## Data for the task
════════════════════

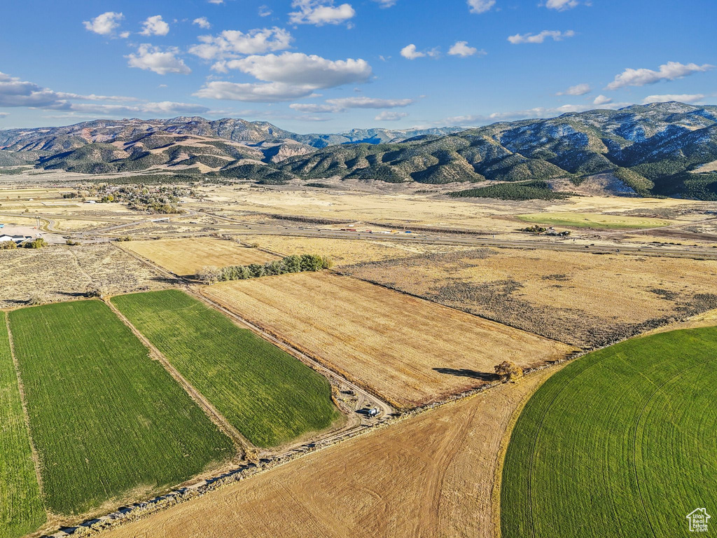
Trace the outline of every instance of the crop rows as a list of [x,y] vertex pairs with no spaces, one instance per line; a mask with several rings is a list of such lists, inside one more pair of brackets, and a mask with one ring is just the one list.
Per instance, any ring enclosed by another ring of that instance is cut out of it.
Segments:
[[508,445],[503,538],[689,535],[685,516],[717,506],[716,362],[706,328],[629,340],[551,377]]
[[186,293],[136,293],[112,302],[257,446],[282,444],[339,417],[326,379]]
[[0,312],[0,538],[16,538],[45,521],[5,313]]
[[104,303],[9,316],[52,511],[82,514],[233,456],[231,440]]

════════════════════

## Your instructions
Please switch every "instance" to "object" in the entries above and write them out again with nothing else changed, leaving the pictures out.

## Right answer
Trace the outline of every object of the crop rows as a list of [x,y] vertex pairs with no spaces, one object per line; a mask with several rings is a list of such lists, inside one more pair of brackets, and a mask with one ring is just the one list.
Per object, any ring enclosed by another ring of that object is cut out of it.
Segments:
[[508,445],[503,538],[689,535],[685,516],[717,506],[716,362],[706,328],[629,340],[551,377]]
[[186,293],[136,293],[112,302],[257,446],[282,444],[339,417],[326,379]]
[[0,312],[0,538],[16,538],[45,521],[5,313]]
[[104,303],[9,316],[52,511],[82,514],[233,456],[231,440]]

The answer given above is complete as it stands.